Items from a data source

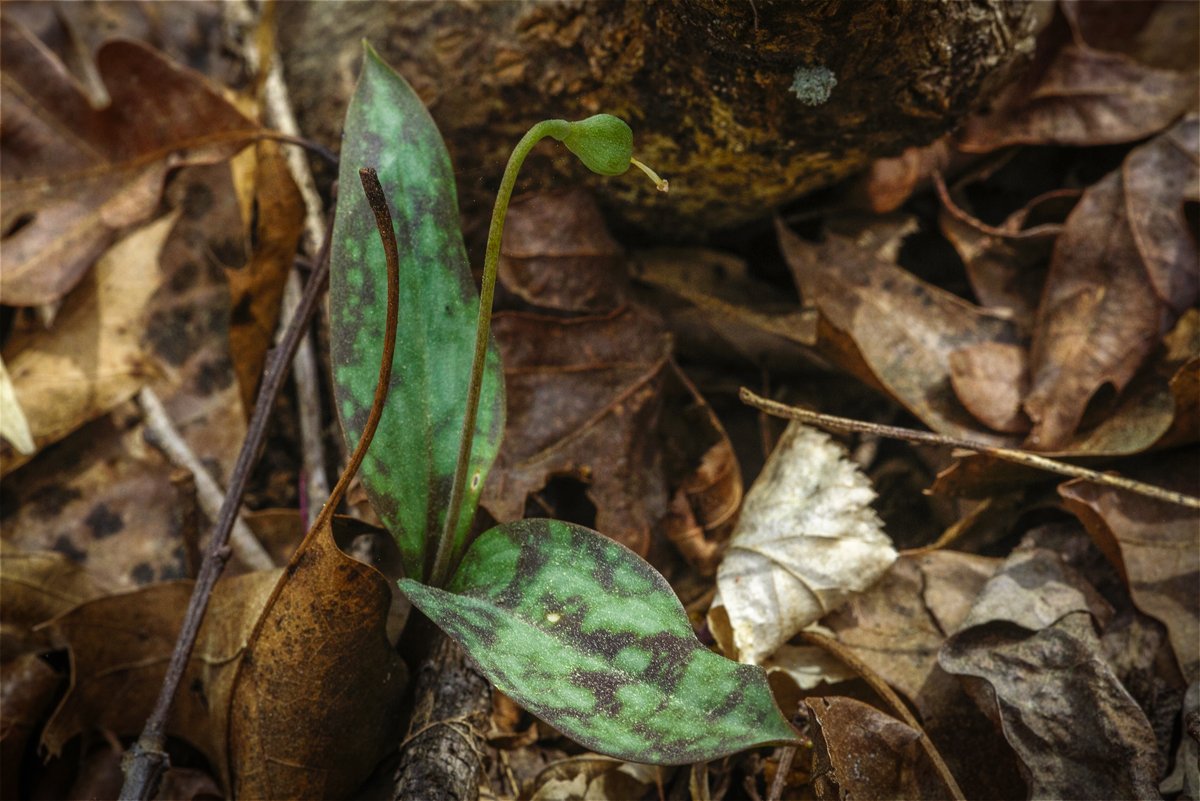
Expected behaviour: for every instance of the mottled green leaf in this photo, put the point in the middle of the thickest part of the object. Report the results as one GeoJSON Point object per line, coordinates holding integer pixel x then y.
{"type": "Point", "coordinates": [411, 464]}
{"type": "Point", "coordinates": [588, 637]}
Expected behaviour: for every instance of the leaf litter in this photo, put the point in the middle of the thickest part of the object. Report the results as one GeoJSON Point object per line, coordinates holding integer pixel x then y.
{"type": "Point", "coordinates": [1055, 668]}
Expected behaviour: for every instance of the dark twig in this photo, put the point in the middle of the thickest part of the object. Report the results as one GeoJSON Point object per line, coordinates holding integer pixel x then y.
{"type": "Point", "coordinates": [147, 760]}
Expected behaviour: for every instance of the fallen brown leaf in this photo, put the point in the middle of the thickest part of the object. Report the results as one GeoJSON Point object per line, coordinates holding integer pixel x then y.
{"type": "Point", "coordinates": [317, 676]}
{"type": "Point", "coordinates": [1153, 546]}
{"type": "Point", "coordinates": [1007, 264]}
{"type": "Point", "coordinates": [894, 325]}
{"type": "Point", "coordinates": [1123, 271]}
{"type": "Point", "coordinates": [1084, 97]}
{"type": "Point", "coordinates": [558, 254]}
{"type": "Point", "coordinates": [36, 585]}
{"type": "Point", "coordinates": [705, 473]}
{"type": "Point", "coordinates": [28, 687]}
{"type": "Point", "coordinates": [583, 398]}
{"type": "Point", "coordinates": [897, 628]}
{"type": "Point", "coordinates": [990, 379]}
{"type": "Point", "coordinates": [862, 753]}
{"type": "Point", "coordinates": [73, 175]}
{"type": "Point", "coordinates": [1030, 656]}
{"type": "Point", "coordinates": [289, 667]}
{"type": "Point", "coordinates": [720, 313]}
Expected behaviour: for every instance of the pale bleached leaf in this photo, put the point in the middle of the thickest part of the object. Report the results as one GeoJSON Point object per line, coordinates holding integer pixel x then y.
{"type": "Point", "coordinates": [13, 425]}
{"type": "Point", "coordinates": [808, 538]}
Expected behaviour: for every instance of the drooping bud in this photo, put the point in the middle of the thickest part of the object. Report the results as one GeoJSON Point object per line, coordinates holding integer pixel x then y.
{"type": "Point", "coordinates": [604, 143]}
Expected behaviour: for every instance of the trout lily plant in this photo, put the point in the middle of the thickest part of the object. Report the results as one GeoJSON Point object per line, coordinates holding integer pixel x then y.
{"type": "Point", "coordinates": [575, 627]}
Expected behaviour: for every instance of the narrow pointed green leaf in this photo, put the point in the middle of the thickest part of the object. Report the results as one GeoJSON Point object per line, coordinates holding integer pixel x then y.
{"type": "Point", "coordinates": [409, 467]}
{"type": "Point", "coordinates": [588, 637]}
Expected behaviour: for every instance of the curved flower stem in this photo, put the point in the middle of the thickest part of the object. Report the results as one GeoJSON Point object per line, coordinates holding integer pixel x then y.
{"type": "Point", "coordinates": [445, 556]}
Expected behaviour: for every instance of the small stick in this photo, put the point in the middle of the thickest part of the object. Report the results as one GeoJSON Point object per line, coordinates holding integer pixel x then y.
{"type": "Point", "coordinates": [145, 762]}
{"type": "Point", "coordinates": [1006, 453]}
{"type": "Point", "coordinates": [864, 670]}
{"type": "Point", "coordinates": [163, 434]}
{"type": "Point", "coordinates": [306, 378]}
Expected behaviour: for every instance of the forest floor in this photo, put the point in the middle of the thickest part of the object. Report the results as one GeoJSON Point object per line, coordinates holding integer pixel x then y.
{"type": "Point", "coordinates": [1008, 612]}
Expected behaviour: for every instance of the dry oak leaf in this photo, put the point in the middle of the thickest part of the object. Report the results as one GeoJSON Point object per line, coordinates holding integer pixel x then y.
{"type": "Point", "coordinates": [95, 356]}
{"type": "Point", "coordinates": [720, 313]}
{"type": "Point", "coordinates": [557, 254]}
{"type": "Point", "coordinates": [75, 175]}
{"type": "Point", "coordinates": [1006, 264]}
{"type": "Point", "coordinates": [1030, 656]}
{"type": "Point", "coordinates": [316, 696]}
{"type": "Point", "coordinates": [1083, 97]}
{"type": "Point", "coordinates": [893, 330]}
{"type": "Point", "coordinates": [897, 628]}
{"type": "Point", "coordinates": [583, 401]}
{"type": "Point", "coordinates": [1153, 544]}
{"type": "Point", "coordinates": [805, 542]}
{"type": "Point", "coordinates": [1123, 271]}
{"type": "Point", "coordinates": [861, 753]}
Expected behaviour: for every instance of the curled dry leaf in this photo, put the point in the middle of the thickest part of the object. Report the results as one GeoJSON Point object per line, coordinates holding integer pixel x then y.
{"type": "Point", "coordinates": [1083, 97]}
{"type": "Point", "coordinates": [558, 254]}
{"type": "Point", "coordinates": [892, 329]}
{"type": "Point", "coordinates": [273, 215]}
{"type": "Point", "coordinates": [1030, 656]}
{"type": "Point", "coordinates": [1164, 35]}
{"type": "Point", "coordinates": [28, 687]}
{"type": "Point", "coordinates": [317, 676]}
{"type": "Point", "coordinates": [724, 313]}
{"type": "Point", "coordinates": [805, 542]}
{"type": "Point", "coordinates": [1153, 546]}
{"type": "Point", "coordinates": [862, 753]}
{"type": "Point", "coordinates": [898, 626]}
{"type": "Point", "coordinates": [94, 359]}
{"type": "Point", "coordinates": [73, 176]}
{"type": "Point", "coordinates": [891, 181]}
{"type": "Point", "coordinates": [583, 398]}
{"type": "Point", "coordinates": [1159, 409]}
{"type": "Point", "coordinates": [289, 667]}
{"type": "Point", "coordinates": [990, 379]}
{"type": "Point", "coordinates": [36, 585]}
{"type": "Point", "coordinates": [1007, 264]}
{"type": "Point", "coordinates": [1122, 273]}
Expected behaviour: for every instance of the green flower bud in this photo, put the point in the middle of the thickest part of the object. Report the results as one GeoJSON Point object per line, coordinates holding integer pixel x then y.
{"type": "Point", "coordinates": [604, 143]}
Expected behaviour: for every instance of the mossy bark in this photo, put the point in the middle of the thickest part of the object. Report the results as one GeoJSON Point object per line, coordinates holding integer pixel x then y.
{"type": "Point", "coordinates": [743, 104]}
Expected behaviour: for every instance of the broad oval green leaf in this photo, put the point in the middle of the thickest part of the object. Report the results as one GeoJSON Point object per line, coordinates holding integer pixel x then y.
{"type": "Point", "coordinates": [588, 637]}
{"type": "Point", "coordinates": [409, 467]}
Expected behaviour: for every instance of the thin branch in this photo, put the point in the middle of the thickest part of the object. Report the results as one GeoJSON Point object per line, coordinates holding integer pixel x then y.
{"type": "Point", "coordinates": [162, 433]}
{"type": "Point", "coordinates": [1006, 453]}
{"type": "Point", "coordinates": [147, 760]}
{"type": "Point", "coordinates": [306, 377]}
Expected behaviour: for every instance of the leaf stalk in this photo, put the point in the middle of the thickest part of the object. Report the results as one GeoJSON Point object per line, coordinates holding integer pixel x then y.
{"type": "Point", "coordinates": [445, 556]}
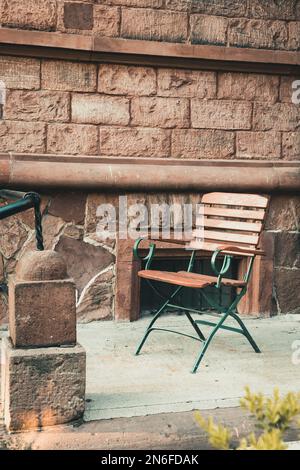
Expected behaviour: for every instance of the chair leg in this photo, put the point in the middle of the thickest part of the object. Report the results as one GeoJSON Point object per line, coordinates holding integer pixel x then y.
{"type": "Point", "coordinates": [208, 341]}
{"type": "Point", "coordinates": [246, 332]}
{"type": "Point", "coordinates": [156, 317]}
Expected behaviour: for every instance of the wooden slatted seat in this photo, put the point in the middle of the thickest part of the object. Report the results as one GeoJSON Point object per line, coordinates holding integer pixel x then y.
{"type": "Point", "coordinates": [230, 225]}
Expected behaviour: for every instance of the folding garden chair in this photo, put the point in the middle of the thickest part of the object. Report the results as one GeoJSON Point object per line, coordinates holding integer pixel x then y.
{"type": "Point", "coordinates": [232, 225]}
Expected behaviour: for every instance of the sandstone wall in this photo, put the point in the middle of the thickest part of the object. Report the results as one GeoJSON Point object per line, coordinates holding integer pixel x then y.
{"type": "Point", "coordinates": [267, 24]}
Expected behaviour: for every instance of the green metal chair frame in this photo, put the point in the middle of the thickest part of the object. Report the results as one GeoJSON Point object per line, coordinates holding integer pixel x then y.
{"type": "Point", "coordinates": [215, 205]}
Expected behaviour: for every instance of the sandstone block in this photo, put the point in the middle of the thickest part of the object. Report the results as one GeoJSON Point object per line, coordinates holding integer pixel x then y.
{"type": "Point", "coordinates": [68, 76]}
{"type": "Point", "coordinates": [186, 83]}
{"type": "Point", "coordinates": [22, 137]}
{"type": "Point", "coordinates": [72, 139]}
{"type": "Point", "coordinates": [279, 116]}
{"type": "Point", "coordinates": [37, 106]}
{"type": "Point", "coordinates": [134, 142]}
{"type": "Point", "coordinates": [154, 25]}
{"type": "Point", "coordinates": [261, 34]}
{"type": "Point", "coordinates": [260, 145]}
{"type": "Point", "coordinates": [100, 109]}
{"type": "Point", "coordinates": [32, 14]}
{"type": "Point", "coordinates": [248, 87]}
{"type": "Point", "coordinates": [216, 114]}
{"type": "Point", "coordinates": [208, 29]}
{"type": "Point", "coordinates": [21, 73]}
{"type": "Point", "coordinates": [106, 21]}
{"type": "Point", "coordinates": [42, 386]}
{"type": "Point", "coordinates": [199, 144]}
{"type": "Point", "coordinates": [126, 80]}
{"type": "Point", "coordinates": [291, 145]}
{"type": "Point", "coordinates": [160, 112]}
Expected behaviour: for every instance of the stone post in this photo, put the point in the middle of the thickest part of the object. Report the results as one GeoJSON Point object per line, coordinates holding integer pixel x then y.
{"type": "Point", "coordinates": [43, 368]}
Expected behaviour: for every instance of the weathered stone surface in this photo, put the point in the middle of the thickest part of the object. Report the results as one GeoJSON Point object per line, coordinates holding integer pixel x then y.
{"type": "Point", "coordinates": [260, 34]}
{"type": "Point", "coordinates": [84, 260]}
{"type": "Point", "coordinates": [32, 14]}
{"type": "Point", "coordinates": [186, 83]}
{"type": "Point", "coordinates": [12, 236]}
{"type": "Point", "coordinates": [70, 206]}
{"type": "Point", "coordinates": [21, 73]}
{"type": "Point", "coordinates": [43, 386]}
{"type": "Point", "coordinates": [154, 25]}
{"type": "Point", "coordinates": [68, 76]}
{"type": "Point", "coordinates": [294, 35]}
{"type": "Point", "coordinates": [100, 109]}
{"type": "Point", "coordinates": [41, 266]}
{"type": "Point", "coordinates": [160, 112]}
{"type": "Point", "coordinates": [291, 145]}
{"type": "Point", "coordinates": [134, 142]}
{"type": "Point", "coordinates": [37, 106]}
{"type": "Point", "coordinates": [248, 87]}
{"type": "Point", "coordinates": [202, 144]}
{"type": "Point", "coordinates": [287, 290]}
{"type": "Point", "coordinates": [96, 301]}
{"type": "Point", "coordinates": [284, 213]}
{"type": "Point", "coordinates": [273, 9]}
{"type": "Point", "coordinates": [258, 145]}
{"type": "Point", "coordinates": [72, 139]}
{"type": "Point", "coordinates": [208, 29]}
{"type": "Point", "coordinates": [42, 313]}
{"type": "Point", "coordinates": [18, 136]}
{"type": "Point", "coordinates": [279, 116]}
{"type": "Point", "coordinates": [216, 114]}
{"type": "Point", "coordinates": [126, 80]}
{"type": "Point", "coordinates": [287, 250]}
{"type": "Point", "coordinates": [220, 7]}
{"type": "Point", "coordinates": [106, 21]}
{"type": "Point", "coordinates": [78, 15]}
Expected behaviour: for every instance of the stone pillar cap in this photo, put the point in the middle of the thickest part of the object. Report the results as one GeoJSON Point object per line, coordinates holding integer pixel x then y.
{"type": "Point", "coordinates": [41, 266]}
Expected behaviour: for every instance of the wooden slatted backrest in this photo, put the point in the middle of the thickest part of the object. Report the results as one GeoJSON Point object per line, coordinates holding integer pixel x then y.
{"type": "Point", "coordinates": [232, 219]}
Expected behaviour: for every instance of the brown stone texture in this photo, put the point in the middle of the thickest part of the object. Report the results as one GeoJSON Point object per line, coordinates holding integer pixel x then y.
{"type": "Point", "coordinates": [273, 9]}
{"type": "Point", "coordinates": [208, 30]}
{"type": "Point", "coordinates": [126, 80]}
{"type": "Point", "coordinates": [160, 112]}
{"type": "Point", "coordinates": [106, 21]}
{"type": "Point", "coordinates": [186, 83]}
{"type": "Point", "coordinates": [221, 114]}
{"type": "Point", "coordinates": [72, 139]}
{"type": "Point", "coordinates": [194, 143]}
{"type": "Point", "coordinates": [18, 136]}
{"type": "Point", "coordinates": [291, 145]}
{"type": "Point", "coordinates": [134, 142]}
{"type": "Point", "coordinates": [220, 7]}
{"type": "Point", "coordinates": [31, 14]}
{"type": "Point", "coordinates": [42, 313]}
{"type": "Point", "coordinates": [84, 260]}
{"type": "Point", "coordinates": [78, 15]}
{"type": "Point", "coordinates": [260, 34]}
{"type": "Point", "coordinates": [266, 145]}
{"type": "Point", "coordinates": [294, 35]}
{"type": "Point", "coordinates": [37, 106]}
{"type": "Point", "coordinates": [280, 116]}
{"type": "Point", "coordinates": [96, 302]}
{"type": "Point", "coordinates": [68, 76]}
{"type": "Point", "coordinates": [154, 25]}
{"type": "Point", "coordinates": [42, 386]}
{"type": "Point", "coordinates": [19, 72]}
{"type": "Point", "coordinates": [248, 87]}
{"type": "Point", "coordinates": [100, 109]}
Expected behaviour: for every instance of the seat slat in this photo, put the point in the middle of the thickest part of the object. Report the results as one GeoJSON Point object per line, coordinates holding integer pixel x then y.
{"type": "Point", "coordinates": [236, 199]}
{"type": "Point", "coordinates": [235, 213]}
{"type": "Point", "coordinates": [232, 224]}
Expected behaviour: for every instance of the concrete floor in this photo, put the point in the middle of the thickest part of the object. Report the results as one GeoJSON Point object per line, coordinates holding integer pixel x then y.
{"type": "Point", "coordinates": [120, 384]}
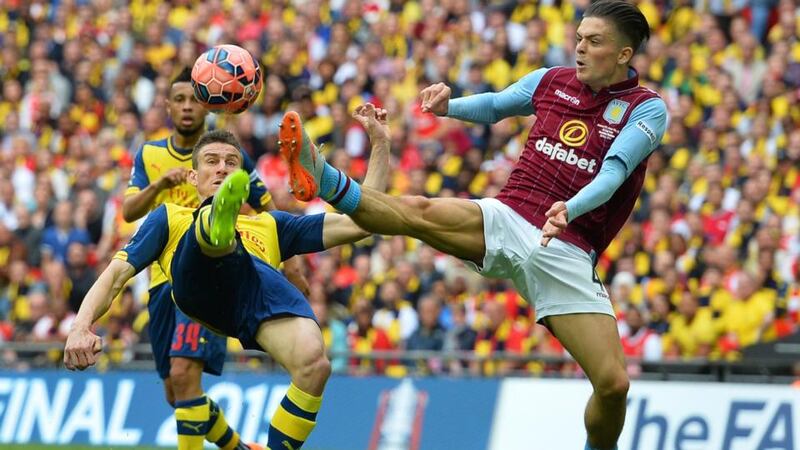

**WHAT YOU SHOULD DO**
Count the lines above that contain the string "chair", with case counting, and give only the number.

**TASK ANSWER**
3